● **EXERCISE OBJECTIVE**:
For this exercise, output the line containing "the green grass." and all lines after it to the end of the records, exactly, with no other content.

____________________

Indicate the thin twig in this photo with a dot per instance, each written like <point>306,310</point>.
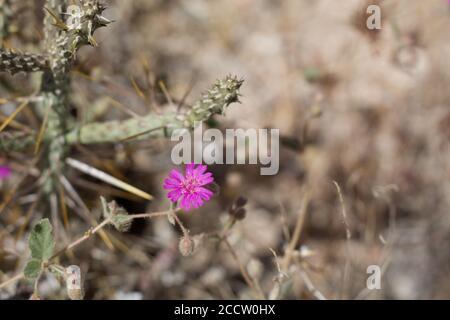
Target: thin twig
<point>296,236</point>
<point>345,278</point>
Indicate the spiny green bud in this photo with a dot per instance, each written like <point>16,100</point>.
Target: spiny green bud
<point>186,246</point>
<point>16,141</point>
<point>216,100</point>
<point>13,62</point>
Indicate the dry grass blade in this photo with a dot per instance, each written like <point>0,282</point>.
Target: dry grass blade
<point>107,178</point>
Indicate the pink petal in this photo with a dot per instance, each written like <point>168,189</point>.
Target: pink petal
<point>176,175</point>
<point>174,195</point>
<point>185,205</point>
<point>201,169</point>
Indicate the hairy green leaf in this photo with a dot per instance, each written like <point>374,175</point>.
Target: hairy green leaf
<point>32,269</point>
<point>41,242</point>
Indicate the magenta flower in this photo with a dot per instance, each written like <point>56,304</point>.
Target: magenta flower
<point>5,172</point>
<point>189,188</point>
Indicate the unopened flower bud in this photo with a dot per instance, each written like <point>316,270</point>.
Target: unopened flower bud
<point>74,283</point>
<point>240,214</point>
<point>186,246</point>
<point>241,202</point>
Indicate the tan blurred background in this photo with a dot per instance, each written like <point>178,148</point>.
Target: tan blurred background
<point>367,109</point>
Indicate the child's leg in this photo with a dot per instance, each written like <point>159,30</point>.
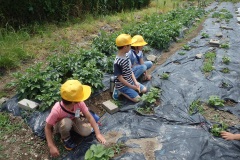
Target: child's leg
<point>138,70</point>
<point>148,64</point>
<point>82,127</point>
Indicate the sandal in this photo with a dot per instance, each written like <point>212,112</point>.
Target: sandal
<point>147,77</point>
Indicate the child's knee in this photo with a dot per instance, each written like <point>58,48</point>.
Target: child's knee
<point>136,99</point>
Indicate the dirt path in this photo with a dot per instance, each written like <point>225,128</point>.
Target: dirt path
<point>37,147</point>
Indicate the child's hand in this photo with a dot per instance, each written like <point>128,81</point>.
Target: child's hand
<point>138,88</point>
<point>101,139</point>
<point>227,135</point>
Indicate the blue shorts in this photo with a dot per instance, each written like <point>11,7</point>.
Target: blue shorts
<point>131,92</point>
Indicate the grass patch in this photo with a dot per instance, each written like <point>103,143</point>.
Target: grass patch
<point>6,126</point>
<point>208,62</point>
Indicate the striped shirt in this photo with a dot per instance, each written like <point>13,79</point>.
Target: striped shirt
<point>122,66</point>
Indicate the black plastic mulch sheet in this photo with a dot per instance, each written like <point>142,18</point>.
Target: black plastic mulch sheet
<point>171,133</point>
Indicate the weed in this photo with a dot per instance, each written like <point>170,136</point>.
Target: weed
<point>208,67</point>
<point>226,59</point>
<point>225,85</point>
<point>210,56</point>
<point>117,148</point>
<point>215,101</point>
<point>98,152</point>
<point>149,101</point>
<point>186,47</point>
<point>218,128</point>
<point>195,106</point>
<point>145,110</point>
<point>117,102</point>
<point>6,126</point>
<point>205,35</point>
<point>225,70</point>
<point>208,62</point>
<point>224,45</point>
<point>164,76</point>
<point>151,96</point>
<point>181,53</point>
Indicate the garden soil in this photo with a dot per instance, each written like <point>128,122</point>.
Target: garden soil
<point>171,133</point>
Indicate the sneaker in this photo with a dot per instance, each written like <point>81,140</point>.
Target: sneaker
<point>115,94</point>
<point>69,144</point>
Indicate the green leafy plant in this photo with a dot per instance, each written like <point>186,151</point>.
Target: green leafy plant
<point>186,47</point>
<point>164,76</point>
<point>151,96</point>
<point>210,56</point>
<point>226,59</point>
<point>117,102</point>
<point>6,126</point>
<point>181,53</point>
<point>225,85</point>
<point>98,152</point>
<point>218,128</point>
<point>149,101</point>
<point>208,67</point>
<point>215,101</point>
<point>208,62</point>
<point>117,148</point>
<point>225,70</point>
<point>205,35</point>
<point>224,45</point>
<point>195,106</point>
<point>145,110</point>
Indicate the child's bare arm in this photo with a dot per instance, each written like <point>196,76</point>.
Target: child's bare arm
<point>121,79</point>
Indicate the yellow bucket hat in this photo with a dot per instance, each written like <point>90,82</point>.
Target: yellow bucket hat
<point>124,40</point>
<point>139,41</point>
<point>74,91</point>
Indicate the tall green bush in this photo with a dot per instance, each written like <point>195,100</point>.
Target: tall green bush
<point>19,12</point>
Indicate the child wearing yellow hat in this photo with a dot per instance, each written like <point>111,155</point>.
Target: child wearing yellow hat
<point>139,67</point>
<point>125,83</point>
<point>65,116</point>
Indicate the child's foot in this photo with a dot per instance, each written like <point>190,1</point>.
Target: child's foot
<point>147,77</point>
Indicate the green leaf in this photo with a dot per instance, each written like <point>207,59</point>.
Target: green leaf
<point>88,155</point>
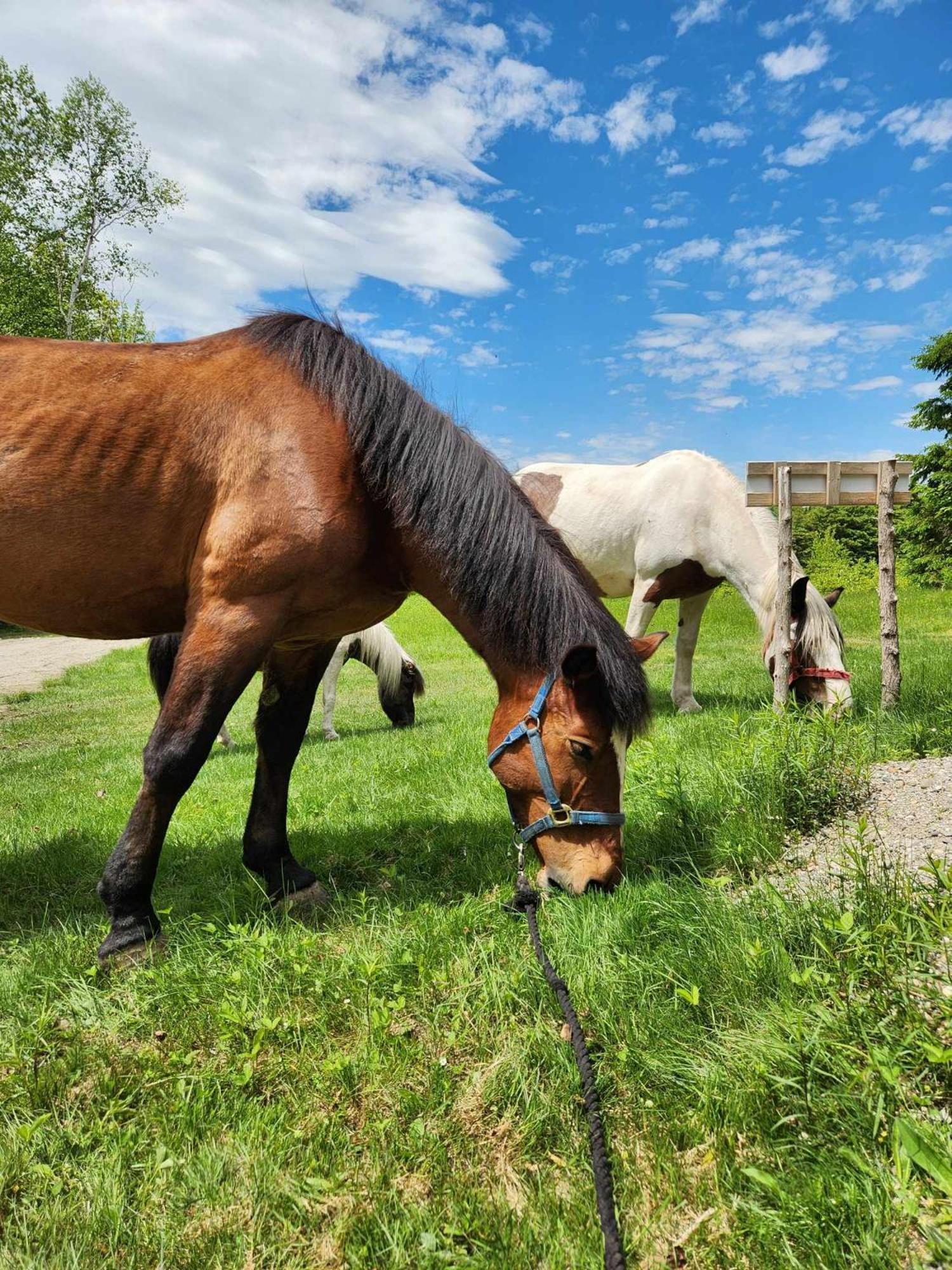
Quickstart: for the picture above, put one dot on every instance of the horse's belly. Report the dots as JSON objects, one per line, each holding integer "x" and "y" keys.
{"x": 74, "y": 573}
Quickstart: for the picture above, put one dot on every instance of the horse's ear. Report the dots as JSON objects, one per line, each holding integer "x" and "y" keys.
{"x": 647, "y": 646}
{"x": 581, "y": 662}
{"x": 798, "y": 599}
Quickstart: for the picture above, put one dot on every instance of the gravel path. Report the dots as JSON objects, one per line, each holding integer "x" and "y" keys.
{"x": 27, "y": 664}
{"x": 909, "y": 817}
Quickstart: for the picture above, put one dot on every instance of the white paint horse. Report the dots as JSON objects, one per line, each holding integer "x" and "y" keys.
{"x": 676, "y": 529}
{"x": 399, "y": 680}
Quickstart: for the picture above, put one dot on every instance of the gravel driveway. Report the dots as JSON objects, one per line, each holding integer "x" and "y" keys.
{"x": 29, "y": 664}
{"x": 909, "y": 822}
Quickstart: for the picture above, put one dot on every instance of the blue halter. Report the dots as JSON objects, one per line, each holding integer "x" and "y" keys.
{"x": 560, "y": 816}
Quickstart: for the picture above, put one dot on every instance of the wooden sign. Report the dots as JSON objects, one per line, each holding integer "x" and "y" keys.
{"x": 826, "y": 485}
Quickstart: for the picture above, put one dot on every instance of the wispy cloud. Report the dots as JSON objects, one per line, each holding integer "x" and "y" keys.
{"x": 797, "y": 60}
{"x": 623, "y": 255}
{"x": 878, "y": 385}
{"x": 695, "y": 250}
{"x": 826, "y": 133}
{"x": 635, "y": 120}
{"x": 694, "y": 15}
{"x": 930, "y": 126}
{"x": 724, "y": 133}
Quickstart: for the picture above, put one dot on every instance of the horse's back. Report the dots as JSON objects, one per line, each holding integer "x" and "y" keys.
{"x": 121, "y": 464}
{"x": 630, "y": 520}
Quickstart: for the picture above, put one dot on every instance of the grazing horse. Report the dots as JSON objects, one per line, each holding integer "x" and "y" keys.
{"x": 399, "y": 680}
{"x": 266, "y": 492}
{"x": 676, "y": 528}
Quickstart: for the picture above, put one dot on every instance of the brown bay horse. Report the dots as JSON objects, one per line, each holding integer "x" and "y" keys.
{"x": 266, "y": 492}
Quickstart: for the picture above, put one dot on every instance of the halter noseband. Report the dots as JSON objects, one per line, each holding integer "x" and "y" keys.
{"x": 560, "y": 816}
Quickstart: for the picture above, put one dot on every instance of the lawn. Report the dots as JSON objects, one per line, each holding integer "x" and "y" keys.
{"x": 390, "y": 1088}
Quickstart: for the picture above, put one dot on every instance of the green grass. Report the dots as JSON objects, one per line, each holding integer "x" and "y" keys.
{"x": 390, "y": 1089}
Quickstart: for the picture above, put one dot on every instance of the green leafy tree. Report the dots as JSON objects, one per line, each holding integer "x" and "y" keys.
{"x": 926, "y": 526}
{"x": 72, "y": 180}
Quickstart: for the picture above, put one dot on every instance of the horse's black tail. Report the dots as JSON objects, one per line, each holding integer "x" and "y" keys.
{"x": 163, "y": 651}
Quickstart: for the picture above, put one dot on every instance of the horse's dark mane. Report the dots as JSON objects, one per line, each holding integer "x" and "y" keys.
{"x": 510, "y": 572}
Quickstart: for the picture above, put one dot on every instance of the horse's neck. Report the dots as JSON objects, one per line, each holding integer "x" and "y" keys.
{"x": 750, "y": 547}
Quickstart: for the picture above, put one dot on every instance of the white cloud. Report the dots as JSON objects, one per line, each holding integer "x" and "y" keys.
{"x": 404, "y": 344}
{"x": 866, "y": 211}
{"x": 623, "y": 255}
{"x": 701, "y": 12}
{"x": 633, "y": 121}
{"x": 479, "y": 358}
{"x": 779, "y": 26}
{"x": 884, "y": 382}
{"x": 775, "y": 274}
{"x": 578, "y": 128}
{"x": 797, "y": 60}
{"x": 695, "y": 250}
{"x": 776, "y": 350}
{"x": 723, "y": 134}
{"x": 845, "y": 11}
{"x": 826, "y": 133}
{"x": 930, "y": 126}
{"x": 911, "y": 260}
{"x": 336, "y": 143}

____________________

● **YOUR SOLUTION**:
Quickstart: for the picture above, put one dot on every instance of the green grass. Report the dots as JSON objects, one per line, each holding integer "x" and "y" keys.
{"x": 390, "y": 1089}
Quickstart: for the picture above, put one dot on every instance of the green leafy tree. Report the dots as JSON objects, one per line, each holding integer "x" and "y" keys.
{"x": 926, "y": 526}
{"x": 72, "y": 180}
Quickstart: for the picture above, put one dot on every instance of the horse's black tail. Report the dots as JSON objects, one per line, each holding integer "x" and "y" keys.
{"x": 163, "y": 651}
Quickstart: for the picture above, put one dot on every instance of the horse's dark mane. Report the dots as JSON objects, one per line, each holding integer "x" and "y" keys.
{"x": 510, "y": 572}
Quickstart: for the picture above, put one dot on every instance of the horse's neck. Report the dots as JSON objects, one per line, each holding integer "x" and "y" keys.
{"x": 750, "y": 547}
Quickstart: for the picture above, put one dot on every instance of the white cloud. Report the dots as JSON objects, one per line, each holding integer "x" and "y" keys.
{"x": 404, "y": 344}
{"x": 866, "y": 211}
{"x": 623, "y": 255}
{"x": 701, "y": 12}
{"x": 633, "y": 121}
{"x": 479, "y": 358}
{"x": 779, "y": 26}
{"x": 884, "y": 382}
{"x": 775, "y": 274}
{"x": 578, "y": 128}
{"x": 797, "y": 60}
{"x": 695, "y": 250}
{"x": 776, "y": 350}
{"x": 723, "y": 134}
{"x": 845, "y": 11}
{"x": 826, "y": 133}
{"x": 930, "y": 126}
{"x": 911, "y": 260}
{"x": 336, "y": 143}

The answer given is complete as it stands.